TAREAS POR HACER =
1. Indica si cada frase coincide con el fragmento sobre el sensor de calor del carro, respondiendo sí o no y citando tal cual las palabras del fragmento que lo deciden: (a) donde vive quien escribe, el piso de asfalto puede llegar a unos 60°C o más; (b) el sensor por sí solo distingue entre temperaturas; (c) en un clima más frío ya no conviene tener una temperatura de referencia.
2. Prosigue el fragmento sobre el sensor de calor del carro a partir de su última línea.

Hola saiwor, supongo querras decir que solo se activaría con el calor del carro y no con el humano.
Te comento que donde vivo se alcanzan temperaturas ambientales de unos 40°C y en el piso de asfalto unos 60°C o más. Considero es muy elevado ya que el capo del carro tiene una temperatura similar y si podría confundirse. Si se está en un clima más "frio" posíblemente no se tenga estos problemas, pero aún así es aconsejable que se tenga una temperatura de referencia para evitar cualquier posible disparo erróneo. El sensor por si solo no sabe diferenciar entre temperaturas, esta diferencia se la proporciona el circuito y si es necesario calibrarlo para darle un marco de entre que temperaturas debe activarse.
Saludos


----------



## nando1903 (Jul 8, 2009)

ÍTEMS EN LISTA =

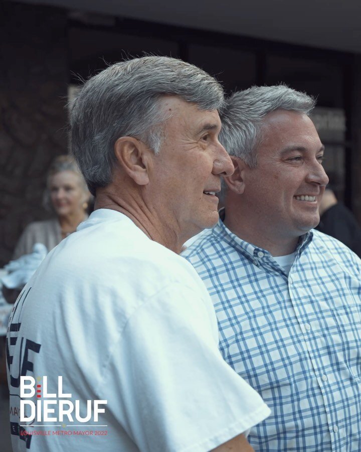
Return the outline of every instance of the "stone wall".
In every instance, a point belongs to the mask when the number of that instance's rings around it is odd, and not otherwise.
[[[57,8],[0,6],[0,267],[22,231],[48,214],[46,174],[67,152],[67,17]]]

--

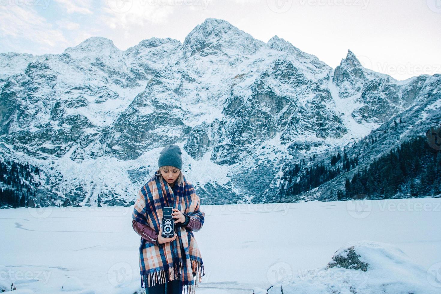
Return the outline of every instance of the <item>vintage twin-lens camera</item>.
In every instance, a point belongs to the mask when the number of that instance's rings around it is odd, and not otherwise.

RESPUESTAS POR TAREA =
1.
(a) Sí: "en el piso de asfalto unos 60°C o más".
(b) No: "El sensor por si solo no sabe diferenciar entre temperaturas".
(c) No: "aún así es aconsejable que se tenga una temperatura de referencia".

2.
por el tema de las temperaturas no creo que haya problemas....el cemento donde aparco el coche ahora en verano lo suelo regar y pierde bastante calor,el suelo suele tener una temperatura de unos 30, 32º C y el motor de un coche cuando lleva un ratito funcionando alcanza facilmente los 60 o 70ºC y mas donde yo vivo...jajaja.Se me esta ocurriendo ponerle un temporizador para que actúe sólo en un determinado tramo horario, por ejemplo desde las 22.30 a las 6.00 y creo que esta aunque mas cara seria mejor opción que el ldr...


----------



## saiwor (Jul 8, 2009)

disculpen, me exprese mal.

SI Detecta el calor Humano.
NO detecta el calor artificial(motor del caro)

*Calibrar la ganancia del opam.
*Temperatura, supongo q armar el circuito en caja, para el pir lo proteges vidrio algo asi para que no le afecte la temperatura.
*Gasto, en componentes + sensor no pasa de 5 doalres.
*temporizador o LDR, si tienes un diagrama listo haslo cos q es exacto, para es mas complejo yo te recomendo un detector de noche con LDR o fototransistor.


----------



## zezar (Nov 28, 2009)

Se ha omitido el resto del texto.